Precisely the lines from the one with "# this form" through the end of the data, both included, must make up the response, each restated word for word.

───

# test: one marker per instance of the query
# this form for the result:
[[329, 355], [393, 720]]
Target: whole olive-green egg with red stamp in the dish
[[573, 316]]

───

Answer to this task:
# this form for the result:
[[329, 355], [393, 720]]
Target: whole olive-green egg with red stamp in the dish
[[573, 316]]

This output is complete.